PROVIDED RECORDS —
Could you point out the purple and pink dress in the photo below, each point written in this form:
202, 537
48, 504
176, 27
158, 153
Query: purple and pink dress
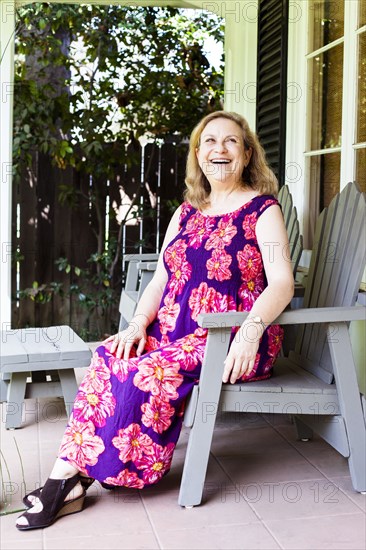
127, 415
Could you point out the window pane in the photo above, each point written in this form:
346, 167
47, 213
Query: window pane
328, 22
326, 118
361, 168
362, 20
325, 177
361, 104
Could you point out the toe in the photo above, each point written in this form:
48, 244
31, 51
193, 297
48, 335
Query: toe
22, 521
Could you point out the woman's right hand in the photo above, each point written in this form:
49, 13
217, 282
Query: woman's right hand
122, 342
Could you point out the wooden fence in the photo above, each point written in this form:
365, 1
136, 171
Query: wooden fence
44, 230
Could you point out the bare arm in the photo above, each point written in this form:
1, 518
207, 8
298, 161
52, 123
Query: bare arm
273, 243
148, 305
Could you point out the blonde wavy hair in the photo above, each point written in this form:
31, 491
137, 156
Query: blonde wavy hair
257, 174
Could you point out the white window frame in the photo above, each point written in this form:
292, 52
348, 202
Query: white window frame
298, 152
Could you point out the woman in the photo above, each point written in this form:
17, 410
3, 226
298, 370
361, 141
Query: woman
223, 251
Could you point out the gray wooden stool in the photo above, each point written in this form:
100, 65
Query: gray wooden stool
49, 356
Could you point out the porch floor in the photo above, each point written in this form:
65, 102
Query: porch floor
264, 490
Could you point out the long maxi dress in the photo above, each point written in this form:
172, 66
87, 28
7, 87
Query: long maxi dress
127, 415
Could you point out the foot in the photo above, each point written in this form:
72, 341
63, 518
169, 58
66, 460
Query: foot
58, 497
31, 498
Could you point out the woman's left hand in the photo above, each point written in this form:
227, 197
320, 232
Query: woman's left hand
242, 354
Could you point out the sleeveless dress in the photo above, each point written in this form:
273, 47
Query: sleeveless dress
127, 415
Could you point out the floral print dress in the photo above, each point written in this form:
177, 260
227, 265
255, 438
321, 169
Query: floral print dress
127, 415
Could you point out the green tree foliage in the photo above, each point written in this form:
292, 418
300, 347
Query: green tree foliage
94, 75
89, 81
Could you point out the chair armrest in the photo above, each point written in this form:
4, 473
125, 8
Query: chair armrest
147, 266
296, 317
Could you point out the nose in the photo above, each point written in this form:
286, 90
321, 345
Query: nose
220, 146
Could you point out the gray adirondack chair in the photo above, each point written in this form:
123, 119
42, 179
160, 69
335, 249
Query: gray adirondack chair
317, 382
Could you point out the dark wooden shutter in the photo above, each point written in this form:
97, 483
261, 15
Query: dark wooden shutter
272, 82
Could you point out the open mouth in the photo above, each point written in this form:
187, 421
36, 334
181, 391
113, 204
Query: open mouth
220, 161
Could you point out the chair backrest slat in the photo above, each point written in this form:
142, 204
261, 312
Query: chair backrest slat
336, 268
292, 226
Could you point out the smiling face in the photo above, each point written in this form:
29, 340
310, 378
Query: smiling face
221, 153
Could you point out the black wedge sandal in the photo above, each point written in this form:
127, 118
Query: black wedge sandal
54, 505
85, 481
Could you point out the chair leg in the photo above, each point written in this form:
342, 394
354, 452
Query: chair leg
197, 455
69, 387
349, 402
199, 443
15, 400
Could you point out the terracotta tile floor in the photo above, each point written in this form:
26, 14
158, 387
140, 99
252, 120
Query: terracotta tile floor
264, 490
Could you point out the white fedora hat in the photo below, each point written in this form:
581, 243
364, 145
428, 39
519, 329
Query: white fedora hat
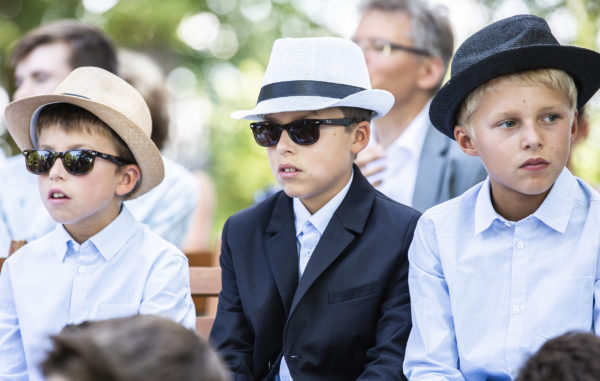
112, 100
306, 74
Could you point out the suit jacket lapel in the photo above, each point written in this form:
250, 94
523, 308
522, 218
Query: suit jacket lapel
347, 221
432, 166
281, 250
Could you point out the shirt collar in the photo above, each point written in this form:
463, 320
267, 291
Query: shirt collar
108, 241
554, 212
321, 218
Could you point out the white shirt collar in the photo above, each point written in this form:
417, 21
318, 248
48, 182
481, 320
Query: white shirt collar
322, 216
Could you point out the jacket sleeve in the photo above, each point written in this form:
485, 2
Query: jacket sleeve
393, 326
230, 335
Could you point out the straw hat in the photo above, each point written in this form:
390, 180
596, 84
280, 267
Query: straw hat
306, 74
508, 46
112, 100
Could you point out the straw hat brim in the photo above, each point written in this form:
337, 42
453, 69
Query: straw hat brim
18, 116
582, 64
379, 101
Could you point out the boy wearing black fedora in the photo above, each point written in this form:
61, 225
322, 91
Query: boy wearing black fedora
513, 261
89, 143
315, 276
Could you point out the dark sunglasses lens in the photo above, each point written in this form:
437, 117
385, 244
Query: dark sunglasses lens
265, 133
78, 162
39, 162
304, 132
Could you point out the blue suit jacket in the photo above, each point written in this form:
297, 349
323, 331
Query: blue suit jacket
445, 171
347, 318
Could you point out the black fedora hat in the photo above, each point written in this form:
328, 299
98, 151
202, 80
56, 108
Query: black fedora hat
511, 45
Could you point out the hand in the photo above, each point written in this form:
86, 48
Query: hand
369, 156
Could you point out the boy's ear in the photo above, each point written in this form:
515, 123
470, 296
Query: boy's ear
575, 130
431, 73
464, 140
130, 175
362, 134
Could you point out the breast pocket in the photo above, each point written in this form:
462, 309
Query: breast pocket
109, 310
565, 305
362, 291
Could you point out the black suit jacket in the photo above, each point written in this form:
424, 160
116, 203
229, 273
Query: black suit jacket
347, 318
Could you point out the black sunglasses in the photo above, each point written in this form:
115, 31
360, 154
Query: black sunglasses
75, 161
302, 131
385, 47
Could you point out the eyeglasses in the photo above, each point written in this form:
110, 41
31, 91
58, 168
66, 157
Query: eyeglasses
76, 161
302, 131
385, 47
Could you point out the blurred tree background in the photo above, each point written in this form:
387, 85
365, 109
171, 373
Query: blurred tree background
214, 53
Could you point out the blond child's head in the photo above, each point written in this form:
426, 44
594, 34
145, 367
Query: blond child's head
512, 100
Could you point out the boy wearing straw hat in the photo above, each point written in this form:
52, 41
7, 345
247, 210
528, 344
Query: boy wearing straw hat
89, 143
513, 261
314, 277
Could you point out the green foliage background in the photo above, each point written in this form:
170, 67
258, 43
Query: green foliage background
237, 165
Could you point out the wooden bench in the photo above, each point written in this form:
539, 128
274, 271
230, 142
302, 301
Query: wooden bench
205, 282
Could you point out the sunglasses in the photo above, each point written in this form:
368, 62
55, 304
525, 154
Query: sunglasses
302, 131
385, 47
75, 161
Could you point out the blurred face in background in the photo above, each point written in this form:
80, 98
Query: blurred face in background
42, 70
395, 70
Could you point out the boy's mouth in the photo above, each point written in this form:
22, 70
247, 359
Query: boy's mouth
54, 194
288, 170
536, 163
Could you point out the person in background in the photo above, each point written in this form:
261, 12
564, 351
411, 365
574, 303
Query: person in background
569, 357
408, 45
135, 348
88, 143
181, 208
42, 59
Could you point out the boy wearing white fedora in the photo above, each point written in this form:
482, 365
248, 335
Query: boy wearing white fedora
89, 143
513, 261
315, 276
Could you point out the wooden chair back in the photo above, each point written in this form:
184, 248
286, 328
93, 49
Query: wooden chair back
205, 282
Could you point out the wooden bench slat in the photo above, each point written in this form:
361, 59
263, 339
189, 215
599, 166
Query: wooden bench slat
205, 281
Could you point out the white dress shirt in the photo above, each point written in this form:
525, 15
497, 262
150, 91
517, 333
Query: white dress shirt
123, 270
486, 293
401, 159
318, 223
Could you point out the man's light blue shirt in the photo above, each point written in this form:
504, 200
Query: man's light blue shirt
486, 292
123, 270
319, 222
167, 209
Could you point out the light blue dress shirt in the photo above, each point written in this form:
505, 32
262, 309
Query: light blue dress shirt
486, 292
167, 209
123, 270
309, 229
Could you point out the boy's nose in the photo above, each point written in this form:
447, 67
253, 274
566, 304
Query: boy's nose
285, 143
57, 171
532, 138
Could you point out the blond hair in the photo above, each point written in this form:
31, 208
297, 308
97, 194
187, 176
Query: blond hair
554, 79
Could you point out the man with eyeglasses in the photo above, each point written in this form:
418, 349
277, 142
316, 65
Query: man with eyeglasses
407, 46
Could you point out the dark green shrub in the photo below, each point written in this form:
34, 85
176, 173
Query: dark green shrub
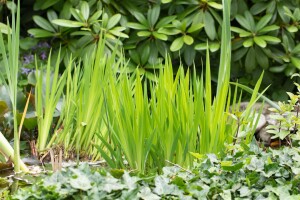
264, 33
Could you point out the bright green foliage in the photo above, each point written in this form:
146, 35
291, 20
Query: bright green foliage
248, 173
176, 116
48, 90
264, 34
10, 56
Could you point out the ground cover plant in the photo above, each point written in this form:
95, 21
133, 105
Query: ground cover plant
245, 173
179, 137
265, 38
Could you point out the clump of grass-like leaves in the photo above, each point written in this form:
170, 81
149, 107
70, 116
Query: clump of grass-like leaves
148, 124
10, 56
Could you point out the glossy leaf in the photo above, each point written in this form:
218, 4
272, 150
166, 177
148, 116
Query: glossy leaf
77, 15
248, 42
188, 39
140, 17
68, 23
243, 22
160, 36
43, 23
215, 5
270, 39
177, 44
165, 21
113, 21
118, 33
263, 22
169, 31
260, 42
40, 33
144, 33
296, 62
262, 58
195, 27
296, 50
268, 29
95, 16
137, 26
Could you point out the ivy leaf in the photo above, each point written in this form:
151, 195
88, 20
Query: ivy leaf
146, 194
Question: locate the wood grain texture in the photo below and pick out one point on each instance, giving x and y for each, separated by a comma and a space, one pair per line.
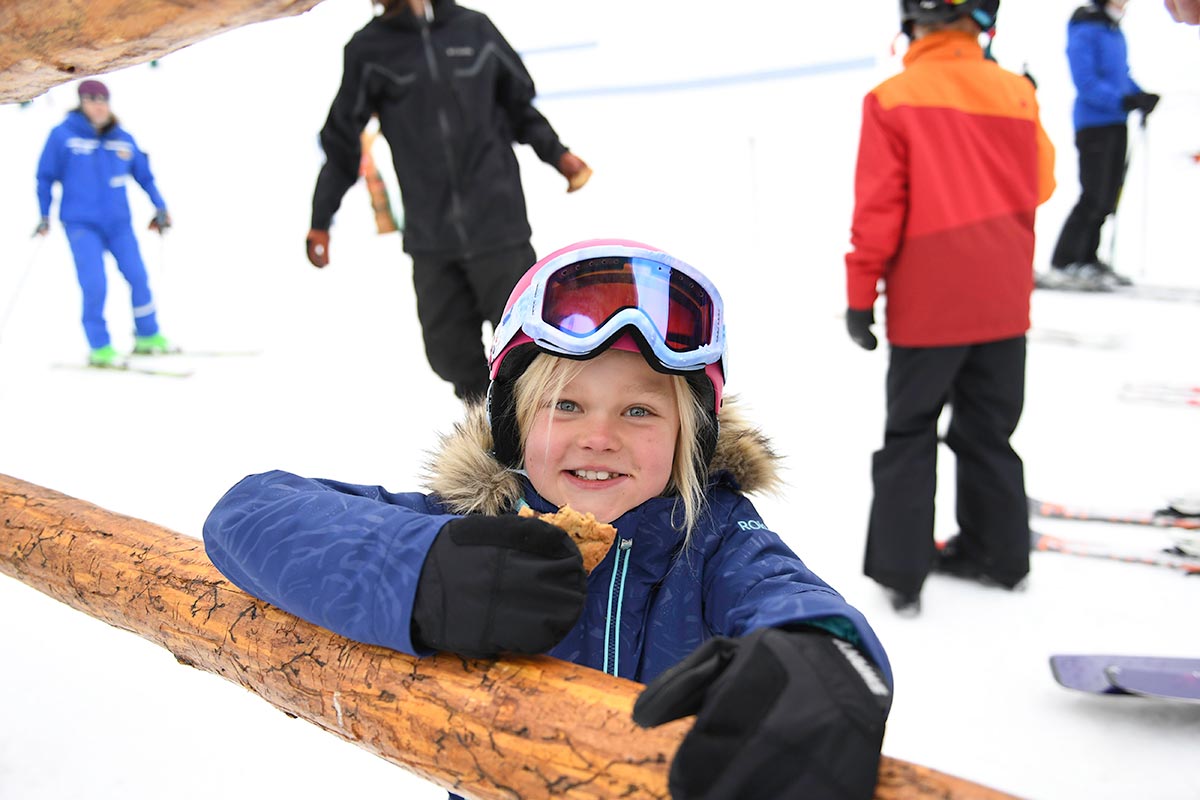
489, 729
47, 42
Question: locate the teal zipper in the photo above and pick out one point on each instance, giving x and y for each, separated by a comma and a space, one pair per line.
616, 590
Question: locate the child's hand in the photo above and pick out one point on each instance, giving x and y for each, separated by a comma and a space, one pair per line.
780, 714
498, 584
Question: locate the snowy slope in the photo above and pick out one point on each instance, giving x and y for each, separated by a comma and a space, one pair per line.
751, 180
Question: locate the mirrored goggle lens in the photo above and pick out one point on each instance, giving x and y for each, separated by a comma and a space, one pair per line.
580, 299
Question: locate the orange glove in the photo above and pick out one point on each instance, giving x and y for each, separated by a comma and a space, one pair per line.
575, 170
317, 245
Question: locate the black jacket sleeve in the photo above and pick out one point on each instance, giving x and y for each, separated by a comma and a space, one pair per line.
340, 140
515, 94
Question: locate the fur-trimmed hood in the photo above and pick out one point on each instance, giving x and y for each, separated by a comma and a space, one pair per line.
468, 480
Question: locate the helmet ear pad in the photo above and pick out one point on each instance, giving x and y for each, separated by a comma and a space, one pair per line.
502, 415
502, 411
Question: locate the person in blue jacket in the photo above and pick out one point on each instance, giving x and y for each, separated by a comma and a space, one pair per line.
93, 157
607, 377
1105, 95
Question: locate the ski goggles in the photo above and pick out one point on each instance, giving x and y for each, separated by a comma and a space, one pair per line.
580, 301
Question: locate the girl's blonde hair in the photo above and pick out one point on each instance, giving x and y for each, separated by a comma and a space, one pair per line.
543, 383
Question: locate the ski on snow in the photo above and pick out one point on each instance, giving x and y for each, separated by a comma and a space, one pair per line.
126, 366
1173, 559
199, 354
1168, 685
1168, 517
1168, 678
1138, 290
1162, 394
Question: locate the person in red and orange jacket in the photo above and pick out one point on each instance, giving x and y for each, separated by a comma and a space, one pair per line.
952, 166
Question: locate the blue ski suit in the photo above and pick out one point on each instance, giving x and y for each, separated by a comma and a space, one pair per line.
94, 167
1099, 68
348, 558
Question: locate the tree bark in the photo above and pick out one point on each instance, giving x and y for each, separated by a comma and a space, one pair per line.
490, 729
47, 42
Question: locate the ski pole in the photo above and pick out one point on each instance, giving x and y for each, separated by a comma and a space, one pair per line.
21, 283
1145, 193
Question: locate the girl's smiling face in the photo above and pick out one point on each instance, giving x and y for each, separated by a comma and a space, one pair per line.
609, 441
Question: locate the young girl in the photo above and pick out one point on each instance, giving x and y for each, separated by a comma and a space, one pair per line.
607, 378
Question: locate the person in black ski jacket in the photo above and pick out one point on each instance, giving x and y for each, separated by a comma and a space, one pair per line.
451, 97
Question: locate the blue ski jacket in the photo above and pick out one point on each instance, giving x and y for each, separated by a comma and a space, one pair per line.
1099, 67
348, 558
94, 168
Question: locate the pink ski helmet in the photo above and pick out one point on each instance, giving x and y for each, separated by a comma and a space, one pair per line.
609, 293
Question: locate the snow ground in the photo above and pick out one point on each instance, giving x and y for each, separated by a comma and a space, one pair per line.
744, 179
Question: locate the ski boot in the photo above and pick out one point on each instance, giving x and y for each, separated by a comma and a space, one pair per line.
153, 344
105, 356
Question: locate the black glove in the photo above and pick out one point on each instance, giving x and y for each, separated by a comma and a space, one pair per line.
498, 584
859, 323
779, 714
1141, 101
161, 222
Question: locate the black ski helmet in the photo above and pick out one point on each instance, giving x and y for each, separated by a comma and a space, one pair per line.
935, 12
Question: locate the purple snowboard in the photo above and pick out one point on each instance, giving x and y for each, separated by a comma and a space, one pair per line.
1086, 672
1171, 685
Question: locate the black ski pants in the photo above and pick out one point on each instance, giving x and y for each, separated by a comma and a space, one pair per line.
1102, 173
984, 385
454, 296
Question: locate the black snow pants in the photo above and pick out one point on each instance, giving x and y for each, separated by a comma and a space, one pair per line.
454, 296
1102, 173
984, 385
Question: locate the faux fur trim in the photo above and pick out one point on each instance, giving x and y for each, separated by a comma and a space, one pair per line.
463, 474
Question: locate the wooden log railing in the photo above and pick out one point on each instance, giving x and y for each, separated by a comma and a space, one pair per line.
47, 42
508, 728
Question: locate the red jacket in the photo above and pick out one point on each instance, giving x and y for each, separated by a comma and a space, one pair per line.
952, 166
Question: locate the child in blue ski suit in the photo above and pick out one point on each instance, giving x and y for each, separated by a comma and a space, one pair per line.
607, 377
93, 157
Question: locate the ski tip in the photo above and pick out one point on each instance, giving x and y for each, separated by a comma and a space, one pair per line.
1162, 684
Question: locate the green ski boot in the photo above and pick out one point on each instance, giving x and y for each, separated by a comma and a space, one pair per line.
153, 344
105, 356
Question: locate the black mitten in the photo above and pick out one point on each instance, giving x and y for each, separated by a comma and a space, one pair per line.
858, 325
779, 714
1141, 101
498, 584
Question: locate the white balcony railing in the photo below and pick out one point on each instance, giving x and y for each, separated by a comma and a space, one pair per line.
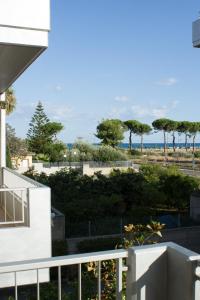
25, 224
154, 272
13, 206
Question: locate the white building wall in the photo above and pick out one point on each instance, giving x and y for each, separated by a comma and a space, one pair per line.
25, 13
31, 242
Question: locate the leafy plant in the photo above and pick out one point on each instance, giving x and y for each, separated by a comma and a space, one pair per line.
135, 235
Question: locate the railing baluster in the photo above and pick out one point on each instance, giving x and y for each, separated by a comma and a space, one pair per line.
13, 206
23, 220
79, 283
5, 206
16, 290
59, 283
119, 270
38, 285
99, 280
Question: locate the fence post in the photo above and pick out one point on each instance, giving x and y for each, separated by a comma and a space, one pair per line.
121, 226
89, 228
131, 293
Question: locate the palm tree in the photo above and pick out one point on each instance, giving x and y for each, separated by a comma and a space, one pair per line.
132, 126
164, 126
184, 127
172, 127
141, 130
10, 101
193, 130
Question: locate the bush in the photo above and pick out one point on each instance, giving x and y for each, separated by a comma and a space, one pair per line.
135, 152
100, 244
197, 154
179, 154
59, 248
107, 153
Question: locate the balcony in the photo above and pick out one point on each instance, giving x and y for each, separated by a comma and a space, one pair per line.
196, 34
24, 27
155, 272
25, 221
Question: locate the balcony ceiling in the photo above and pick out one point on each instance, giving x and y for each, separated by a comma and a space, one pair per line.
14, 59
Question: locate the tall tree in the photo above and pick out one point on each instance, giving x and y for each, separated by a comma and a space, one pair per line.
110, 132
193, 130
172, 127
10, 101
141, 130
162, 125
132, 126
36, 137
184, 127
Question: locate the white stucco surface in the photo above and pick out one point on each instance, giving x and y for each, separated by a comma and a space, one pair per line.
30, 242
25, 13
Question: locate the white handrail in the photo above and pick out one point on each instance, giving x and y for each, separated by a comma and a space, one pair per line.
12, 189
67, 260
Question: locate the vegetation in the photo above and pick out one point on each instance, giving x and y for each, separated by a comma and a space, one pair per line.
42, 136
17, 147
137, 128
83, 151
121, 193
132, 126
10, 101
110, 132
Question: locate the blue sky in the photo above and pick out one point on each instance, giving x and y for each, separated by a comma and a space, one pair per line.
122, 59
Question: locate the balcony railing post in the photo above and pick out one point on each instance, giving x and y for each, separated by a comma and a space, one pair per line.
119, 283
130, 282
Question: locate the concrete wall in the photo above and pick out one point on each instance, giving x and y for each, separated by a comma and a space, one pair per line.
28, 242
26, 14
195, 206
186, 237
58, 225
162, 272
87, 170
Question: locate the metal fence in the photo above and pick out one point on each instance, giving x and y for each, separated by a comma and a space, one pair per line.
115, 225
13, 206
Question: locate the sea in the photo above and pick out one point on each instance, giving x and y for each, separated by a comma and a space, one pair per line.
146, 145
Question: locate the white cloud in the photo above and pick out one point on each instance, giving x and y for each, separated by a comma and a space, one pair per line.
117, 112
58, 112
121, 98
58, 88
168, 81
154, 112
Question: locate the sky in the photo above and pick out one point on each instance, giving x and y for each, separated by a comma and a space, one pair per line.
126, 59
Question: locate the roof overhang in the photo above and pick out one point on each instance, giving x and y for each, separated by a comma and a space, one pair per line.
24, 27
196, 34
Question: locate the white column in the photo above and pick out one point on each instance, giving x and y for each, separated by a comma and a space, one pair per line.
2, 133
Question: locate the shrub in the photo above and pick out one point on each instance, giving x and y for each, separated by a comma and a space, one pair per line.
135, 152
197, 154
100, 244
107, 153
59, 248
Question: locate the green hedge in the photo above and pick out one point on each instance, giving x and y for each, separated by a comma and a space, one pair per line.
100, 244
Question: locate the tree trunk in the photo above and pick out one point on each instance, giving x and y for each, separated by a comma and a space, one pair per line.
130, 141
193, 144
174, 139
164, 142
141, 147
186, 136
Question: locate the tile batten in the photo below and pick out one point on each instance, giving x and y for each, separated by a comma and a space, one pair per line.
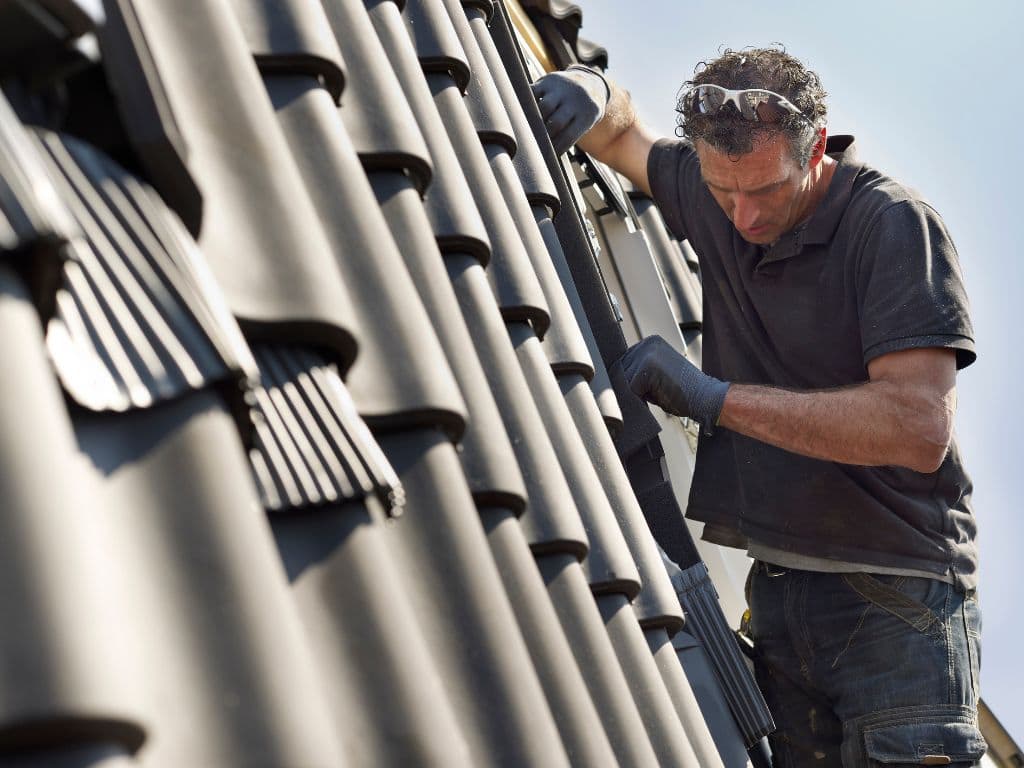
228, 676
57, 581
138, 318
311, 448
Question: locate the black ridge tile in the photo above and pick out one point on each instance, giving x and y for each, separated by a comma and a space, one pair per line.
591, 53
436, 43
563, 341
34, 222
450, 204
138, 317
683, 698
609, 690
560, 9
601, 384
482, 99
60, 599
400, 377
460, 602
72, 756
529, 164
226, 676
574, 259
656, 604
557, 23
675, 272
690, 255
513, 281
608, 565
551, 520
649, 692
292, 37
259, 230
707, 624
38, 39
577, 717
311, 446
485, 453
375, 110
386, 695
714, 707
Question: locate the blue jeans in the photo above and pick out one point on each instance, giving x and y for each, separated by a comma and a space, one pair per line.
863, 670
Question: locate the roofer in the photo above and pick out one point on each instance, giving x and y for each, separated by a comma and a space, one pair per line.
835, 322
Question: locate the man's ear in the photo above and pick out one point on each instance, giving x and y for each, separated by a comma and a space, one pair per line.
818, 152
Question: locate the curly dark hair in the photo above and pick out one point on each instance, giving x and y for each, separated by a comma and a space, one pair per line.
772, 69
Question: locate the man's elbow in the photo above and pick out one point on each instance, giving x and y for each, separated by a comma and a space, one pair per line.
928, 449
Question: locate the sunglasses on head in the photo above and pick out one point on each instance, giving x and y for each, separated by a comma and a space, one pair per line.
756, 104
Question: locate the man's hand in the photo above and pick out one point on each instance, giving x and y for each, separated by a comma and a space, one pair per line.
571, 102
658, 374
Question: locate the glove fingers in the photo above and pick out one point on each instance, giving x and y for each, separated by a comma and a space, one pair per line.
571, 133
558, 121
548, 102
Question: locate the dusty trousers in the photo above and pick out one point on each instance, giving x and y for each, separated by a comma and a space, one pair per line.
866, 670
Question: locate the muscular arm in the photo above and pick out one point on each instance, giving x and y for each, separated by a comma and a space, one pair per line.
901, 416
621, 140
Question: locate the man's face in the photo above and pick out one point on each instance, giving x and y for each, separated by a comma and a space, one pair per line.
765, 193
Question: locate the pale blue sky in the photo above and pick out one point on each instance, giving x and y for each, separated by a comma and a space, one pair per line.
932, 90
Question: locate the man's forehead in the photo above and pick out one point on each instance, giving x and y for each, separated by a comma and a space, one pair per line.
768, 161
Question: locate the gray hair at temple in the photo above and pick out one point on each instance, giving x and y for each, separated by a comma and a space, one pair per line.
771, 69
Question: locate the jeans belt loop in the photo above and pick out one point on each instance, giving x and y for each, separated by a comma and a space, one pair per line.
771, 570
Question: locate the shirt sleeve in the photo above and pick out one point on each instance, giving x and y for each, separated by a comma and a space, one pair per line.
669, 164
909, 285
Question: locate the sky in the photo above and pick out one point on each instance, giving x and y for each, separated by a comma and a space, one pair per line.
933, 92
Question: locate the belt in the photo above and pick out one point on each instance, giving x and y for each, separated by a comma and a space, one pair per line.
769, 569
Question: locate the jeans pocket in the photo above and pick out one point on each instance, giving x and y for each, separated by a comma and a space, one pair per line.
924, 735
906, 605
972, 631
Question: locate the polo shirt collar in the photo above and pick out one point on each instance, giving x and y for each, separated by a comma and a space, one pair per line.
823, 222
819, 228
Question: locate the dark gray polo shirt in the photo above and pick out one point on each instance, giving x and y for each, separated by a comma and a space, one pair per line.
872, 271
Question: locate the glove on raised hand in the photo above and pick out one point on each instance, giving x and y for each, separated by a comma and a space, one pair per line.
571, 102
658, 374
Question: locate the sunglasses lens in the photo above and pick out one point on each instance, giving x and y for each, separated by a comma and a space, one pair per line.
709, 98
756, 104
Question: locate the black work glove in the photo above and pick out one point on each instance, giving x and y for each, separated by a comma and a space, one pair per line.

WORK REQUEST — Output the data above exactly, beginning at its first line and ending with the line that holds "Could you point out the white window". Leave out the pictures and add nothing.

SOLUTION FOR THIS EXERCISE —
Could you point out the purple and pink dress in the photo below, each point written in this form:
202, 537
48, 504
176, 27
158, 153
Query: purple and pink dress
127, 415
Could you point out the window pane in the photo above, each point written in this form:
346, 167
47, 213
Query: window pane
328, 22
326, 118
361, 168
362, 20
325, 177
361, 104
Could you point out the toe in the photo above, each point written in this form:
48, 244
31, 51
193, 297
48, 335
Query: toe
22, 521
Could you point out the woman's right hand in the photo above, each point written in this form:
49, 13
217, 282
Query: woman's right hand
122, 342
Could you point out the wooden fence in the photo above, each point written in this form:
365, 1
136, 171
Query: wooden fence
44, 230
Could you point out the bare arm in the photo above, each point written in this form:
1, 518
207, 8
298, 161
52, 123
Query: bare arm
273, 243
148, 305
Could you point out the blonde wavy hair in the photo above, each point written in this form:
31, 491
137, 156
Query: blonde wavy hair
257, 174
Could you point out the white window frame in the photo above, each point written in this form:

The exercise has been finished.